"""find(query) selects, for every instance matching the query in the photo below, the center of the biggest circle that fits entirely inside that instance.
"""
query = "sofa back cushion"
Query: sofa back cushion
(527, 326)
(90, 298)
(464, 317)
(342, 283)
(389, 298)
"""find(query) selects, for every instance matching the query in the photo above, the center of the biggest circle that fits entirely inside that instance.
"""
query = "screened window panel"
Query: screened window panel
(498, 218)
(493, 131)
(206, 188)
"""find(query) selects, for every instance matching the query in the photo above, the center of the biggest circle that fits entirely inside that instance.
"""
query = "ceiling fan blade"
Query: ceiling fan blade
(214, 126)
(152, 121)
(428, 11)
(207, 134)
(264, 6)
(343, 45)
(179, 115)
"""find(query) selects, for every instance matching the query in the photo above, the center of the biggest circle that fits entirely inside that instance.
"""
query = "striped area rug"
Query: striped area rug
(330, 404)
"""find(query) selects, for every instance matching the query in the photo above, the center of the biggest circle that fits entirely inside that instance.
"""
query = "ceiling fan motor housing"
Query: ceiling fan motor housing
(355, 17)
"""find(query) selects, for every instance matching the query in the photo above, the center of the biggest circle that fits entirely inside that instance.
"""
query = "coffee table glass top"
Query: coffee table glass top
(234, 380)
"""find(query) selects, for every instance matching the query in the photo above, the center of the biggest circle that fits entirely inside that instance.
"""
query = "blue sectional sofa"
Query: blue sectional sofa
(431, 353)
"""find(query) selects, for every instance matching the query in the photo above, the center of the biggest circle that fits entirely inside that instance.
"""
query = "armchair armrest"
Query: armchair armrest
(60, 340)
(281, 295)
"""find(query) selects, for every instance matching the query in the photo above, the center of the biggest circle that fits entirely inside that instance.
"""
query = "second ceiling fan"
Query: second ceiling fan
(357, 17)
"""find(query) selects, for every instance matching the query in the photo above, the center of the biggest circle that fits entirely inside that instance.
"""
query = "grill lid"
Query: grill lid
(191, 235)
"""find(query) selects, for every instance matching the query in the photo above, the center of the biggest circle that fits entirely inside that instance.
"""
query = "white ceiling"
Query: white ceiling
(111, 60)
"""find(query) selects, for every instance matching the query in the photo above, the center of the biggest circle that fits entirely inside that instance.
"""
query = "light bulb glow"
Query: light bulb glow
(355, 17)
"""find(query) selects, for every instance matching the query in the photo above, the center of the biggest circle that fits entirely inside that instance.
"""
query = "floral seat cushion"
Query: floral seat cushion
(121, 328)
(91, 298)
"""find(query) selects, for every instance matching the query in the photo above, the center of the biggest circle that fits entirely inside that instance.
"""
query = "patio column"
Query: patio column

# About this task
Word for word, copy every entry.

# Exercise result
"""find(query) selects, for every instance matching the query in the photo below, the center of the biggest circle that fits entirely inside that instance.
"""
query = "sofa back cushion"
Query: sofa back cushion
(527, 326)
(90, 298)
(464, 317)
(342, 283)
(389, 298)
"""find(query) selects, for every instance matching the query in the photo above, the center of the biggest circle that fits entirely inside that instance.
"""
query = "screened window panel"
Query: screened window panel
(498, 218)
(493, 131)
(206, 188)
"""find(query) selects, for every instance matching the query in the photo above, the center of the biggest circle that fits entirely inside that instance.
"""
query = "ceiling fan blade"
Query: ceiling fan blade
(214, 126)
(152, 121)
(428, 11)
(207, 134)
(264, 6)
(343, 45)
(179, 115)
"""find(query) selects, for every instance matching the query in the photo above, the center of the biggest circle that fits entirely inside that instance.
"""
query = "striped area rug"
Query: striped area rug
(330, 404)
"""find(query) selects, for every instance matching the query in the photo above, the center of the biggest circle that fits entirely inside that instance.
"""
query = "ceiling fan motor housing"
Query: ceiling fan motor housing
(355, 17)
"""find(query) selects, for every instance matching the query in the photo above, the center of the biggest circle that fits entirely inside that instance.
"""
query = "coffee table glass top"
Query: coffee table glass top
(234, 380)
"""find(query) selects, for every instance matching the query in the photo above, the center of the biggest circle that fits entirely inside that instance.
"""
query = "blue sectional sofa"
Query: blue sectional sofa
(431, 353)
"""find(query) selects, for every instance matching the query in the photo above, the center of the biggest circle that fits entirely inside that instance.
"""
query = "armchair armrest"
Query: armchair armrest
(60, 340)
(281, 295)
"""find(query) selects, for every instance matching the query in the photo above, the center of the biggest circle that fits entirely inside that instance.
"""
query = "second ceiling fan"
Query: second ceiling fan
(357, 17)
"""find(query) selects, for every instance matching the query in the photo above, the center of the biggest circle that fits entirely inside that instance.
"""
query = "grill lid"
Query: grill lid
(191, 235)
"""find(query) selects, for every instance matching the query in the photo above, the center of the biggest circle that fits entirely inside that instance.
"""
query = "white ceiling"
Query: white ceiling
(111, 60)
"""find(query) selects, for every instance matching the query in the photo above, the center of the biggest circle that fits entirely inside that instance.
"""
query = "light bulb glow"
Query: light bulb glow
(355, 17)
"""find(query) selects, for every instance matching the query in the photo above, the center of the biggest circle that fits entirely inside that instance.
"""
query = "floral seat cushion"
Query: floral seat cushion
(121, 328)
(91, 298)
"""find(query) selects, for every instance matching the query in the photo above, the center of the biggest circle that fits entirely inside that instance.
"""
query = "patio column"
Query: patio column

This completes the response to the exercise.